(Raw records)
-- BEGIN --

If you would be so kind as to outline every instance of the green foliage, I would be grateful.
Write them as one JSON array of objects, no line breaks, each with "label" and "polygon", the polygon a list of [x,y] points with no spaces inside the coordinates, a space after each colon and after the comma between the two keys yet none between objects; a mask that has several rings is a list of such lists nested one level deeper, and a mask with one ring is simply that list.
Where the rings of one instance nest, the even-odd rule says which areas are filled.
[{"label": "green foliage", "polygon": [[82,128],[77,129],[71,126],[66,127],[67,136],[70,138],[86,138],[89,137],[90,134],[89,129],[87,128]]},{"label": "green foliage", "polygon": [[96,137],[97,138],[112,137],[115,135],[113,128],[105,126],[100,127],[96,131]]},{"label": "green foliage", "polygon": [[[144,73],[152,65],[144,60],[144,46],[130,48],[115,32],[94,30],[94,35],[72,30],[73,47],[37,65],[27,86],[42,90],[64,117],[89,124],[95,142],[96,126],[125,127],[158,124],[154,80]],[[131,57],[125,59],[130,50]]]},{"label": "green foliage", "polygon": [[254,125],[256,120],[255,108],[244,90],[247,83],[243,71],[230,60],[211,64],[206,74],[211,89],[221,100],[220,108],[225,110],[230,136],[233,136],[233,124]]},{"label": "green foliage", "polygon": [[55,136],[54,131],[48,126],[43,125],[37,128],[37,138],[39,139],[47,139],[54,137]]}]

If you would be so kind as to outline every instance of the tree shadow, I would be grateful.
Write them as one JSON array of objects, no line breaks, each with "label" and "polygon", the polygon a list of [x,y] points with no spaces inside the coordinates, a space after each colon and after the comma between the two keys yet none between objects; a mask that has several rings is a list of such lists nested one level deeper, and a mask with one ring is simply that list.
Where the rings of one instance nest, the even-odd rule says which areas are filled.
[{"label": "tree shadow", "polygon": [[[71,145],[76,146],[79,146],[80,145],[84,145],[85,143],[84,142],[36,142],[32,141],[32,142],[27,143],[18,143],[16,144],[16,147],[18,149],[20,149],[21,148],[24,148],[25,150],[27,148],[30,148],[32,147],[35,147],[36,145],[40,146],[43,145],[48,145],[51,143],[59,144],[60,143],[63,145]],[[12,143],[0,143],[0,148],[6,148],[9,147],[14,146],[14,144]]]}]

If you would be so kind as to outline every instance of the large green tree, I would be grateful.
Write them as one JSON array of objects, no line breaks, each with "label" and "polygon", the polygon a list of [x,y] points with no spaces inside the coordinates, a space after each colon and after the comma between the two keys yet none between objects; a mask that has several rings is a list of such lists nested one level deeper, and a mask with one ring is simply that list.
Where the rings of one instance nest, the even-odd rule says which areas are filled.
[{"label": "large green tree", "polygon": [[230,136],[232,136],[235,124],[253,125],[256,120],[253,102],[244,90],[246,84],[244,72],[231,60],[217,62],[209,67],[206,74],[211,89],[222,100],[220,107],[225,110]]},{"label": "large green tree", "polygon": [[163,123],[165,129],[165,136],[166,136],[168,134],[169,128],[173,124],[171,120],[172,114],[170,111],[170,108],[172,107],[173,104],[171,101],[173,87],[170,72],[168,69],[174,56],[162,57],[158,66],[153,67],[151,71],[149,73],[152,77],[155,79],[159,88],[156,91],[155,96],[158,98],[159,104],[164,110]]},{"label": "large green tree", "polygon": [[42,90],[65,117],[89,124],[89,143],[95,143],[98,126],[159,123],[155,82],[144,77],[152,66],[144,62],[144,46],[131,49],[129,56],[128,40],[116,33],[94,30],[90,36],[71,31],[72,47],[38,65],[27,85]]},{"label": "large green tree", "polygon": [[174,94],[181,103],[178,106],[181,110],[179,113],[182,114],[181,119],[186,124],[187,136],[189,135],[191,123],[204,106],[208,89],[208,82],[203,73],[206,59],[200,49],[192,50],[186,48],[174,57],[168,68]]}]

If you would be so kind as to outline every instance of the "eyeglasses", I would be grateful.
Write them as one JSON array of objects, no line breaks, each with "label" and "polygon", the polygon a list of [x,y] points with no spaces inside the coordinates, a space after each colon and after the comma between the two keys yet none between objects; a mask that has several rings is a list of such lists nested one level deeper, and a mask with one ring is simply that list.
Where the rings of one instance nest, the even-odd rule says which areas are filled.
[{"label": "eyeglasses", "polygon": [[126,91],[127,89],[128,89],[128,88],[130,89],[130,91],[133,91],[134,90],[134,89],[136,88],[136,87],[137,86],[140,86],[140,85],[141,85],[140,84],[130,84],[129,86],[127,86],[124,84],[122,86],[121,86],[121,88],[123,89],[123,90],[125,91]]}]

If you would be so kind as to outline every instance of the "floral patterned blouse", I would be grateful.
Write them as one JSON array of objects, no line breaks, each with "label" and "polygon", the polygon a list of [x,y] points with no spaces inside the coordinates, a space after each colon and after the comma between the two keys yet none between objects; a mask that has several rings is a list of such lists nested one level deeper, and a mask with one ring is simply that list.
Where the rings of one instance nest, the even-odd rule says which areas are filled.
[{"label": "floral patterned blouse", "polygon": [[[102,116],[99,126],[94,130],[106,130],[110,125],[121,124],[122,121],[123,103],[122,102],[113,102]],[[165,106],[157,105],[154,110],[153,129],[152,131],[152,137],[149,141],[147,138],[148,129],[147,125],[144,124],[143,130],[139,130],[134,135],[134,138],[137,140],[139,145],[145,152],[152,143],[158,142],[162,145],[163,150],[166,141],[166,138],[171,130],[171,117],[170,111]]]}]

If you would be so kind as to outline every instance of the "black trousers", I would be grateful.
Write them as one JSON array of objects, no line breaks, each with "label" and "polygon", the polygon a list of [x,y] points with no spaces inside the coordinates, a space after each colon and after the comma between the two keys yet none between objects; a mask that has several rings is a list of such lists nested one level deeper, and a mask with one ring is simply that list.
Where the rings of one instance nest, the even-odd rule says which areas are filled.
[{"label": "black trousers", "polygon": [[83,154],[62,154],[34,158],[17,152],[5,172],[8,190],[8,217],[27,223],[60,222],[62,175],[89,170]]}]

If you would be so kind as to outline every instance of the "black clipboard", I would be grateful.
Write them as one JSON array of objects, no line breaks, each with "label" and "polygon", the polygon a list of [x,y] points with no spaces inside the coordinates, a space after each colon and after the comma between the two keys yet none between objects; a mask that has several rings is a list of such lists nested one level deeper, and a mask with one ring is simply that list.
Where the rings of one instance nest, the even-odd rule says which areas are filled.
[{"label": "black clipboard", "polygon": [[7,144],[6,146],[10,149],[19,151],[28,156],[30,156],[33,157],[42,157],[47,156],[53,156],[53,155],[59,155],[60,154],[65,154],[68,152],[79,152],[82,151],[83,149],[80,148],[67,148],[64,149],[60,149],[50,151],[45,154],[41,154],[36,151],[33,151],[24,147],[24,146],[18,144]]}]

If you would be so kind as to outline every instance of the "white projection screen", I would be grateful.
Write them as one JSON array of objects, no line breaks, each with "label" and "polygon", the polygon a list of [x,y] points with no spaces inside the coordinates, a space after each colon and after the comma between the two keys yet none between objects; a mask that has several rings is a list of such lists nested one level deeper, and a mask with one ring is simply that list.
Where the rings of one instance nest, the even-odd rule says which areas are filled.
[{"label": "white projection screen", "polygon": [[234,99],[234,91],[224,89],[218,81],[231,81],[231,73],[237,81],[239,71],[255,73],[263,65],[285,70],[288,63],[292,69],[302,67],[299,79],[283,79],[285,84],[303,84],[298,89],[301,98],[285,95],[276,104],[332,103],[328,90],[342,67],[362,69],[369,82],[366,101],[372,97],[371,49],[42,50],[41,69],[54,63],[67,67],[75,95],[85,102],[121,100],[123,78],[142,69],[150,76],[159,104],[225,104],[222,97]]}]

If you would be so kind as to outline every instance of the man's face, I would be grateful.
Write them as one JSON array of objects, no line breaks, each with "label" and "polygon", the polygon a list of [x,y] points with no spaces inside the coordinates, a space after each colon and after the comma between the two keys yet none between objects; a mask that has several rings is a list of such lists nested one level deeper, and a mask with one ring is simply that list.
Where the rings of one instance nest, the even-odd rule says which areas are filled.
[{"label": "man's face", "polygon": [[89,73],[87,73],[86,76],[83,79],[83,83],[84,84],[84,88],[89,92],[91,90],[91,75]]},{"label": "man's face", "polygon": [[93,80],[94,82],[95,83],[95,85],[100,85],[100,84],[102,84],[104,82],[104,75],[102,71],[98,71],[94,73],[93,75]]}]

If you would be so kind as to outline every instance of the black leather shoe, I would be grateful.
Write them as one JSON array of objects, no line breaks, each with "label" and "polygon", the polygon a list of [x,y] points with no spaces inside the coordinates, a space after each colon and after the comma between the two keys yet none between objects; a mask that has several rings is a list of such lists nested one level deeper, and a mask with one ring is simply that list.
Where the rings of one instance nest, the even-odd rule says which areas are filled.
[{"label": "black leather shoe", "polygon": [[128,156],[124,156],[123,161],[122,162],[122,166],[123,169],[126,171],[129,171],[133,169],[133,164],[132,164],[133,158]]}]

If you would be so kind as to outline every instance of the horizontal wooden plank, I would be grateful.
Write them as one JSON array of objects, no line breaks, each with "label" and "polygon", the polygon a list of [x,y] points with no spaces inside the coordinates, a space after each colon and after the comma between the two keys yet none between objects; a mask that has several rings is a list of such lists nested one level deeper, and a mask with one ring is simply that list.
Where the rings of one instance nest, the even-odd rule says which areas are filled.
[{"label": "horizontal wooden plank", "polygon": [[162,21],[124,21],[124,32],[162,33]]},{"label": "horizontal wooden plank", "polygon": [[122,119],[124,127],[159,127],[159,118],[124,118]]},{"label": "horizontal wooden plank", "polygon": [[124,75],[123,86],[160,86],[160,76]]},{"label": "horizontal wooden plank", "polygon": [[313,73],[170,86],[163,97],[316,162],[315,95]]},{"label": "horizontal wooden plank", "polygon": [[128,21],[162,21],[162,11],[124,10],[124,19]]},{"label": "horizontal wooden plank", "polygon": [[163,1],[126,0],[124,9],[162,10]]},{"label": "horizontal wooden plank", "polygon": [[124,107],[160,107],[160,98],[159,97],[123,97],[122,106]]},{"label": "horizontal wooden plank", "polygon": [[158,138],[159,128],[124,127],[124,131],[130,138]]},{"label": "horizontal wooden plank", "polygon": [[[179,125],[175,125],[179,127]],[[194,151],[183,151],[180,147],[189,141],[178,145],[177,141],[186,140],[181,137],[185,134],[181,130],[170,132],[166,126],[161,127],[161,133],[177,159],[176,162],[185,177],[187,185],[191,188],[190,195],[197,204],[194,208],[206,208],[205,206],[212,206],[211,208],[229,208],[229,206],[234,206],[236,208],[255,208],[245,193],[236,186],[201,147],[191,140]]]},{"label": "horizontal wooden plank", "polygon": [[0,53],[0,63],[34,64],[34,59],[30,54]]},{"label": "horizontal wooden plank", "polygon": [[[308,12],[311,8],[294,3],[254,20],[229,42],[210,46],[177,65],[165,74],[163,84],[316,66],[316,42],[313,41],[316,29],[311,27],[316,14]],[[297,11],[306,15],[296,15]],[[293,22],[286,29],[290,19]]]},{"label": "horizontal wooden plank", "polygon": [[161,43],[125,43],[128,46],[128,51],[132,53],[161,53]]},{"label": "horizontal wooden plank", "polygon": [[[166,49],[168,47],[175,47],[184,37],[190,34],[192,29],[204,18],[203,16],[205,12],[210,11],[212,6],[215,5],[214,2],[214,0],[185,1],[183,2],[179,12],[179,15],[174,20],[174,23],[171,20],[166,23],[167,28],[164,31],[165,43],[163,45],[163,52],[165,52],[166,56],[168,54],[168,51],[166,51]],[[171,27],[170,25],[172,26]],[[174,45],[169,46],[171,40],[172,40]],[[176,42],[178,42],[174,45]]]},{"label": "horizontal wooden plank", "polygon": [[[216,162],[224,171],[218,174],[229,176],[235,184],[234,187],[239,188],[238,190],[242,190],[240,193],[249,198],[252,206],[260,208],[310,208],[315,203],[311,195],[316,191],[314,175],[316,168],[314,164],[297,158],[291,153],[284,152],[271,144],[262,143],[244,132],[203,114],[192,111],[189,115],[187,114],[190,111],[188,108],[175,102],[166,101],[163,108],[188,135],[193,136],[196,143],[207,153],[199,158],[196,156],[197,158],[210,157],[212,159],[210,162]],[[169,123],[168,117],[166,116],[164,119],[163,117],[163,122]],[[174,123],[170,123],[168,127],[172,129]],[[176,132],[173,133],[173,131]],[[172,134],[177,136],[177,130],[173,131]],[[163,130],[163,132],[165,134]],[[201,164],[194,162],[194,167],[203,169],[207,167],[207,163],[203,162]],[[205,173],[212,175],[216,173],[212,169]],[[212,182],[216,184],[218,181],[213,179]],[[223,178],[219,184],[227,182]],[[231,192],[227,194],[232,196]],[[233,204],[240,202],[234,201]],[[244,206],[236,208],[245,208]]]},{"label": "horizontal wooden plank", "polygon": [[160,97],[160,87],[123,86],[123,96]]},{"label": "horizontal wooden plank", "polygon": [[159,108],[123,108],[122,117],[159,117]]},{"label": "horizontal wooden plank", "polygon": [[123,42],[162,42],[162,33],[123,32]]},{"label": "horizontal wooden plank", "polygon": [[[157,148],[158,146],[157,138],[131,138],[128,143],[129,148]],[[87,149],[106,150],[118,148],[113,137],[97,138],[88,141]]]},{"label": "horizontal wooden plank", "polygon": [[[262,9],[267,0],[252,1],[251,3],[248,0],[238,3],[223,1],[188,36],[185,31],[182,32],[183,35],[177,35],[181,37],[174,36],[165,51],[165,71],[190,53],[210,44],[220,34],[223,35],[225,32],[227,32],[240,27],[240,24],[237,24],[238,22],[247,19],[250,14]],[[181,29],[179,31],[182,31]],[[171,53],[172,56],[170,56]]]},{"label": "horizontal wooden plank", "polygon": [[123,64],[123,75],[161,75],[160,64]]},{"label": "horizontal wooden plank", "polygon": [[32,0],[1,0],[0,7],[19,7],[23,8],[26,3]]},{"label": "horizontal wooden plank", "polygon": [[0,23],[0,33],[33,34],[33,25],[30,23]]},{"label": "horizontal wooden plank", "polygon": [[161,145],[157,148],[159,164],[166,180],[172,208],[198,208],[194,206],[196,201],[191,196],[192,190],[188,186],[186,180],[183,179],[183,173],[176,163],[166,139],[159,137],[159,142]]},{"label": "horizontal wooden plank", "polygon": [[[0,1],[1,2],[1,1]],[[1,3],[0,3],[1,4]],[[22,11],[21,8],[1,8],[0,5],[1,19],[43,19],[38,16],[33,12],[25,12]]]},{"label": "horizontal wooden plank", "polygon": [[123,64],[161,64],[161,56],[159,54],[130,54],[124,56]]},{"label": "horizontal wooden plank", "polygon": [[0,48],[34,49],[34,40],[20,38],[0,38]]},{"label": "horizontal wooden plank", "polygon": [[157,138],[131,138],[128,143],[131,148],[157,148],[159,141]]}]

-- END --

Show every line of the data above that contains the string "face".

__Exercise output__:
If you would be so kind as to outline every instance of the man's face, I would be grateful.
[{"label": "man's face", "polygon": [[89,73],[87,73],[86,76],[83,79],[83,83],[84,84],[84,88],[89,92],[91,90],[91,75]]},{"label": "man's face", "polygon": [[93,80],[94,82],[95,83],[95,85],[100,85],[100,84],[102,84],[104,82],[104,75],[102,71],[98,71],[94,73],[93,75]]}]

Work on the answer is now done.